● Exercise requirements
Return a verbatim reproduction of each line, starting at the line with "Indicate the blue sky" and ending at the last line of the listing below.

======== Supplied data ========

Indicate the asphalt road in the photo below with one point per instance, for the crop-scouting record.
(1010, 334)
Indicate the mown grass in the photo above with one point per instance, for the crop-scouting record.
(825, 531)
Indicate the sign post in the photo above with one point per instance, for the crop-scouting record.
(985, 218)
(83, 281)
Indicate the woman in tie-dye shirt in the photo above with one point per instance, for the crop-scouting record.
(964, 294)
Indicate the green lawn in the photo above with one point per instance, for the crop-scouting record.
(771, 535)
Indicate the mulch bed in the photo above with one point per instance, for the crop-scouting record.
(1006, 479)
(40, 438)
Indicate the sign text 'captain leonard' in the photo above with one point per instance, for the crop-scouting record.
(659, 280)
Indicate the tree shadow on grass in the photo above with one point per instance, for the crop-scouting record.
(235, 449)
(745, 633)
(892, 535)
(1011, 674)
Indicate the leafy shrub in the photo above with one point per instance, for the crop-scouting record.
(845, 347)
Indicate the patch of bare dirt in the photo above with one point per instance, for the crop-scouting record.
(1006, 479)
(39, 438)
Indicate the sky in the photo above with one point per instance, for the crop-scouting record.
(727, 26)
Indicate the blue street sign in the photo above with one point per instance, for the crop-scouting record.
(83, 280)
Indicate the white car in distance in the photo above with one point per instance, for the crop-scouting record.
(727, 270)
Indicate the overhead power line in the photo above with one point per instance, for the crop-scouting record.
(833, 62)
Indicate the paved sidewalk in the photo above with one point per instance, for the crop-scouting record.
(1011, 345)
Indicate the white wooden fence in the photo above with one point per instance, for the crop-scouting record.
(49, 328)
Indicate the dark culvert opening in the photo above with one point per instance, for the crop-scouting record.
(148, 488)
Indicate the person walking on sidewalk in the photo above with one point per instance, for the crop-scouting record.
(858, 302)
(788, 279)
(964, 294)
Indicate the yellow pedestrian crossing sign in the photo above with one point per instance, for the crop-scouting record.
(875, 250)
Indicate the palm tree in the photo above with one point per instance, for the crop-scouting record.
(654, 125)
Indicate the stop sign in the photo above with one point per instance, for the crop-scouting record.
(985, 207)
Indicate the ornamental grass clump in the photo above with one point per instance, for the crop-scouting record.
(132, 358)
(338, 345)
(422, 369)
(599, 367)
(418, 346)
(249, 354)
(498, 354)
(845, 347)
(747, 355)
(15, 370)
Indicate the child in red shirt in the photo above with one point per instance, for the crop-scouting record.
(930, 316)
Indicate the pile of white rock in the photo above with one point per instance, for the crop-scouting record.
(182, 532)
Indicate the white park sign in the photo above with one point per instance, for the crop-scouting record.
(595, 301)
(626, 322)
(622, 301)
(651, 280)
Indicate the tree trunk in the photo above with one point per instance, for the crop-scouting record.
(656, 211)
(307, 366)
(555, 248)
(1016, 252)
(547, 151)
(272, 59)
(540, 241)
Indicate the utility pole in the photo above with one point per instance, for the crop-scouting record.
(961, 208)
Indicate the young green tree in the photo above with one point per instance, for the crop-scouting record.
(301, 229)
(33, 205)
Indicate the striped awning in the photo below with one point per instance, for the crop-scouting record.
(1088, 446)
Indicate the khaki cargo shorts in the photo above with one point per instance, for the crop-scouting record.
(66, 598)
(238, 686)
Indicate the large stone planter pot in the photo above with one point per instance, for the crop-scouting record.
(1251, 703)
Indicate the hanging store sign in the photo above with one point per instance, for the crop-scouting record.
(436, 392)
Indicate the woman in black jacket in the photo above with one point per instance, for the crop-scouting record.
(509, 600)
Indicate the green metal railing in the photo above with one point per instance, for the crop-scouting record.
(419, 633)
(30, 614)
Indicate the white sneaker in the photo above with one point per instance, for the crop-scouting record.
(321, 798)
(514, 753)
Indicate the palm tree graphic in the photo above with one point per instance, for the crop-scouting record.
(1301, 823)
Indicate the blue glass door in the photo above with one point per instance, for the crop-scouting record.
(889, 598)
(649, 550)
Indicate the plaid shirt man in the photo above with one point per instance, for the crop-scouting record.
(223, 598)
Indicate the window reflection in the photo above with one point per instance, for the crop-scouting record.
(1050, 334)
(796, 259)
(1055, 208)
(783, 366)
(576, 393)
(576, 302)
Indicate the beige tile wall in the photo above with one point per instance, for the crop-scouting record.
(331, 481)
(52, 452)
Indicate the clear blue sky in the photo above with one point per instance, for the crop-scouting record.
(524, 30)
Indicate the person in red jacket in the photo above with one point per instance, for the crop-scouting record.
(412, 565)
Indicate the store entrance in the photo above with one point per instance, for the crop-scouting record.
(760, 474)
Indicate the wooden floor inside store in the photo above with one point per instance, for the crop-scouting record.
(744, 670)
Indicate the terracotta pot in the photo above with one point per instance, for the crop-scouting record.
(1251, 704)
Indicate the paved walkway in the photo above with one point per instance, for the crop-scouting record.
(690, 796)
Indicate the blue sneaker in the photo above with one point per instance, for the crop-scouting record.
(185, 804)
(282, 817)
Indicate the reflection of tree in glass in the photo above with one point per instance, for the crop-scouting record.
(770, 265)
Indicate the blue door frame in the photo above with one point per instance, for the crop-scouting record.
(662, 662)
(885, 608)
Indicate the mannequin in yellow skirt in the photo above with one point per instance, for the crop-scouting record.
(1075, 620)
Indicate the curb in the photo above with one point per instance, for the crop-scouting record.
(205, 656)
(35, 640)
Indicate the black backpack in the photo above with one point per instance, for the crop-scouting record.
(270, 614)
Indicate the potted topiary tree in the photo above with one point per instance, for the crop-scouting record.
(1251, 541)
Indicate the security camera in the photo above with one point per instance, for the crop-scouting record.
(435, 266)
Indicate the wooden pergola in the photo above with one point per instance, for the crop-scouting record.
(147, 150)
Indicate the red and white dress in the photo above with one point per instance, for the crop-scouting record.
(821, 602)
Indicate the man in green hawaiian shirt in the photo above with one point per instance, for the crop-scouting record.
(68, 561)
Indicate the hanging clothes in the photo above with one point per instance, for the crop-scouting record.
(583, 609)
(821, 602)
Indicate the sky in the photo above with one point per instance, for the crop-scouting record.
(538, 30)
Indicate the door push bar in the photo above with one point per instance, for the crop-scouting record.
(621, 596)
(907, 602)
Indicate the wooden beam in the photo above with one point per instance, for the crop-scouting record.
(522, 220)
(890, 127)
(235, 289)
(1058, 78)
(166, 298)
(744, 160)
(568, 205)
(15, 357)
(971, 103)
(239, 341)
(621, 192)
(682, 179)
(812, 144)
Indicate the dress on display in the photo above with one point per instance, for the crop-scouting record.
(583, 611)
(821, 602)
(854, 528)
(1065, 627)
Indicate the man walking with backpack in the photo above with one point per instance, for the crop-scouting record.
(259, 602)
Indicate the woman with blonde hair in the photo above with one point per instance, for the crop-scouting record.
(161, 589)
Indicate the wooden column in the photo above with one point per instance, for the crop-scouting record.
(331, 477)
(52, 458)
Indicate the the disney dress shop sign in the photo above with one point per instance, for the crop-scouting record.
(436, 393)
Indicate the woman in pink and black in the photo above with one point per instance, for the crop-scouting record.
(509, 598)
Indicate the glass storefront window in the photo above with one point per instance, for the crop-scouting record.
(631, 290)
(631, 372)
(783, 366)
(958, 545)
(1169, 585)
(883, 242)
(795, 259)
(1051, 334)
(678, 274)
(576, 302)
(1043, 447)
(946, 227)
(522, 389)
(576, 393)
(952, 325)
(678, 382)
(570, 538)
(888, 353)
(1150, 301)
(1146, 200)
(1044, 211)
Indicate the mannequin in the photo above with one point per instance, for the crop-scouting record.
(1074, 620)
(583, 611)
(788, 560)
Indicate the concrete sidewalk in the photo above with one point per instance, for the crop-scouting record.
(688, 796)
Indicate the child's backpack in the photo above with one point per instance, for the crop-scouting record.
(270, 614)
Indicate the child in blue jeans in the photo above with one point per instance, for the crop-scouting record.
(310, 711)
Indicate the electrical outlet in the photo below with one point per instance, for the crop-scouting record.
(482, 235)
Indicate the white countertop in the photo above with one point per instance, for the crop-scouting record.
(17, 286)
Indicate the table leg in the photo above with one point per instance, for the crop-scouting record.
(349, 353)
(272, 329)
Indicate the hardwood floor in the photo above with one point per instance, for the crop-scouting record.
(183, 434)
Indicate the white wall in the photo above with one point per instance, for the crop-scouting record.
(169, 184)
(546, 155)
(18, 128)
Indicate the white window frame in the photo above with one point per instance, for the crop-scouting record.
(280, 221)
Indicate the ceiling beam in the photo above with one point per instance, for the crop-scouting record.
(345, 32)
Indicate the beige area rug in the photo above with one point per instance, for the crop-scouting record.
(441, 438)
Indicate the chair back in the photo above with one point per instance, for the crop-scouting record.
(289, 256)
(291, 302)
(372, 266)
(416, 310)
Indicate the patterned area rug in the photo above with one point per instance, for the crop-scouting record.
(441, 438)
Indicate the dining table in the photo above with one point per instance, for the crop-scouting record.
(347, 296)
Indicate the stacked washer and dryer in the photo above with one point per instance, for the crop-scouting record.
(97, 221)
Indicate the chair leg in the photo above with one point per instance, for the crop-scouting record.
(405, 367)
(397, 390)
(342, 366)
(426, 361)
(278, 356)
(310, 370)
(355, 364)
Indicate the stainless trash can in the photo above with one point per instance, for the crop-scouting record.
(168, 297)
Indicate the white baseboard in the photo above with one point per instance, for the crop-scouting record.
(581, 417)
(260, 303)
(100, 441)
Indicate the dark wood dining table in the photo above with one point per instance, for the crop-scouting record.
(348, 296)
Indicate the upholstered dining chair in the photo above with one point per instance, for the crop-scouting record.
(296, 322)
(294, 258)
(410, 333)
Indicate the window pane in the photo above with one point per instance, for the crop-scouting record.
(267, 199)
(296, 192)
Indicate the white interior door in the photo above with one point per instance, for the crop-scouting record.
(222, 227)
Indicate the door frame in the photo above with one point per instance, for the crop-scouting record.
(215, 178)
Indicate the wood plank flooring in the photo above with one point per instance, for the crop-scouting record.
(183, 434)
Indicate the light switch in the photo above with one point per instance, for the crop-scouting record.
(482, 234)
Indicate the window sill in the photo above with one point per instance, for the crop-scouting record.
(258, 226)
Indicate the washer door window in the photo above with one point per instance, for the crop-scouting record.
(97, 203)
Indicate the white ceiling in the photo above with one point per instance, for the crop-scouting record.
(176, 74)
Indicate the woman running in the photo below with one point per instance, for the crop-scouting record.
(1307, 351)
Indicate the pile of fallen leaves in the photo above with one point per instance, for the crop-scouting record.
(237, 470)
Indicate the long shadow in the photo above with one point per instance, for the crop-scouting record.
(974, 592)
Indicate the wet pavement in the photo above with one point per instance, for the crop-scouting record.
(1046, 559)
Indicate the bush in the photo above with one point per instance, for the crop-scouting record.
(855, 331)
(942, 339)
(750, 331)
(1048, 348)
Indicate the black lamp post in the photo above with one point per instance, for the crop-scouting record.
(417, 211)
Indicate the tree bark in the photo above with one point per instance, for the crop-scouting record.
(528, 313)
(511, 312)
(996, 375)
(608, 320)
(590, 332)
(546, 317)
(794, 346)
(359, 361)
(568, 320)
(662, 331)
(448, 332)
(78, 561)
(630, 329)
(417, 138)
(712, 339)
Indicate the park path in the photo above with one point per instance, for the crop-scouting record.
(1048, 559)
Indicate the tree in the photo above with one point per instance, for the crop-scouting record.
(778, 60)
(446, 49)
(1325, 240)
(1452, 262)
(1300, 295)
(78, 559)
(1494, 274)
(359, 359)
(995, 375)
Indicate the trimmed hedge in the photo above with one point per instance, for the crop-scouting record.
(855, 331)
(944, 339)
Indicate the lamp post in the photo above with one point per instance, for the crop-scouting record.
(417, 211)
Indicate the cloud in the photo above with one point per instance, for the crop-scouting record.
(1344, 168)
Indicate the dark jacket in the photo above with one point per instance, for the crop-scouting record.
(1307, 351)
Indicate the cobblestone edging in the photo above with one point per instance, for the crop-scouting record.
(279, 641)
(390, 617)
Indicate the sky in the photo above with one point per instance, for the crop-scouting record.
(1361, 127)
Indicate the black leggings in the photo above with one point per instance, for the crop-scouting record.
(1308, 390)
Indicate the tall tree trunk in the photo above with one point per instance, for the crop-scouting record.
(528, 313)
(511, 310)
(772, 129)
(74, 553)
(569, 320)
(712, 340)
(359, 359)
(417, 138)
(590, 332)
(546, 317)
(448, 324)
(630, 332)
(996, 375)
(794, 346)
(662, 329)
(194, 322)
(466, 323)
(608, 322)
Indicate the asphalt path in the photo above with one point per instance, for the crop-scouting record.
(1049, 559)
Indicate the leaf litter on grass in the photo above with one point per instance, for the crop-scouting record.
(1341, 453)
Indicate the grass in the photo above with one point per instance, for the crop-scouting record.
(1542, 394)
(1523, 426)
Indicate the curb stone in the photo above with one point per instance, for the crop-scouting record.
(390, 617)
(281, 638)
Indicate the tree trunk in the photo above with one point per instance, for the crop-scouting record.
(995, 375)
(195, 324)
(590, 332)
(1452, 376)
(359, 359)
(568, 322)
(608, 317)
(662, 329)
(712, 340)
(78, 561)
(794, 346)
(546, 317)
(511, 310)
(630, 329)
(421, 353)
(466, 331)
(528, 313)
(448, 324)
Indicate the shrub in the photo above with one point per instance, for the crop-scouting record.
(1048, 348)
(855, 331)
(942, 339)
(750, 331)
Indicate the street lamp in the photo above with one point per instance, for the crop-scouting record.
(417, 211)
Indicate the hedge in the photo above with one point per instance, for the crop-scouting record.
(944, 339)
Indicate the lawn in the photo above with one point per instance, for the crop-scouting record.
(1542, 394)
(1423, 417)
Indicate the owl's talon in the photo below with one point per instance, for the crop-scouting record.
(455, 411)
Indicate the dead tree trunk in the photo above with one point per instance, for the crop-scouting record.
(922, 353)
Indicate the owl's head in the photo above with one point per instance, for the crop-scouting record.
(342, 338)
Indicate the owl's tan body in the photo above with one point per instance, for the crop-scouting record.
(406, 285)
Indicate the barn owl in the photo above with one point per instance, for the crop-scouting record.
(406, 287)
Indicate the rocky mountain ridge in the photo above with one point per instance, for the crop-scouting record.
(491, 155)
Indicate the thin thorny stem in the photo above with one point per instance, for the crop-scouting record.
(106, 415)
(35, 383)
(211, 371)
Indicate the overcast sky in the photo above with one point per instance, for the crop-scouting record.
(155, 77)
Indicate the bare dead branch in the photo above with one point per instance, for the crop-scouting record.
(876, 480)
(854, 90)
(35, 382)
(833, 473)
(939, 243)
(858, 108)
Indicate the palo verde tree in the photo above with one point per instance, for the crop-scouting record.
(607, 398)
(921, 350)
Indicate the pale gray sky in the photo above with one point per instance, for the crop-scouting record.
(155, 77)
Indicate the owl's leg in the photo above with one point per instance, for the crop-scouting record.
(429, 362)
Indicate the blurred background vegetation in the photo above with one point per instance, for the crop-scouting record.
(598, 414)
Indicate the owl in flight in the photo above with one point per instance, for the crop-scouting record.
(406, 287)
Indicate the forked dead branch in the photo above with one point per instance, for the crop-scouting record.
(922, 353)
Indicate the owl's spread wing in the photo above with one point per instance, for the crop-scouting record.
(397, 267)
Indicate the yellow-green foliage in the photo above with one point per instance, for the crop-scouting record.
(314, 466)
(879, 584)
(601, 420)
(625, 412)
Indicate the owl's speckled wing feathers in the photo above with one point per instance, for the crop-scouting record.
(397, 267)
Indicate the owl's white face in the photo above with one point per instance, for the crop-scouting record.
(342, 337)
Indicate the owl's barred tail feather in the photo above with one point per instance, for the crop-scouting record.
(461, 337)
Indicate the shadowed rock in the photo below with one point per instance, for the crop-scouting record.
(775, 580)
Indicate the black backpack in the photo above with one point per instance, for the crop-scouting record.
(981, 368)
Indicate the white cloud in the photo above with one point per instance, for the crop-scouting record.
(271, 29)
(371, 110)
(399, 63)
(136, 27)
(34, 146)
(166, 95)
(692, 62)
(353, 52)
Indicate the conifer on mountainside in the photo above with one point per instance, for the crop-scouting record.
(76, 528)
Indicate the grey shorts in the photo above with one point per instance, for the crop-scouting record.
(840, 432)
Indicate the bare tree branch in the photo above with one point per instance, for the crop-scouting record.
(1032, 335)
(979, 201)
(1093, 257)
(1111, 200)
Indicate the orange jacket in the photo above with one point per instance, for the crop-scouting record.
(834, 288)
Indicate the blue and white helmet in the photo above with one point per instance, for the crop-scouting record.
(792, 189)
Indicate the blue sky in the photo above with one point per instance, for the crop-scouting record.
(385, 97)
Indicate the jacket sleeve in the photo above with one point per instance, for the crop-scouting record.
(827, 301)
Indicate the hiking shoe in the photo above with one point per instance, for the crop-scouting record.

========

● Task solution
Indicate the blue sky in the photo above with one point per instance, for the crop-scouting record.
(385, 97)
Indicate the jacket sleeve in the photo above with one point per instance, for the crop-scouting record.
(827, 301)
Indicate the hiking shoe in the photo above with one point per instance, for the crop-scouting record.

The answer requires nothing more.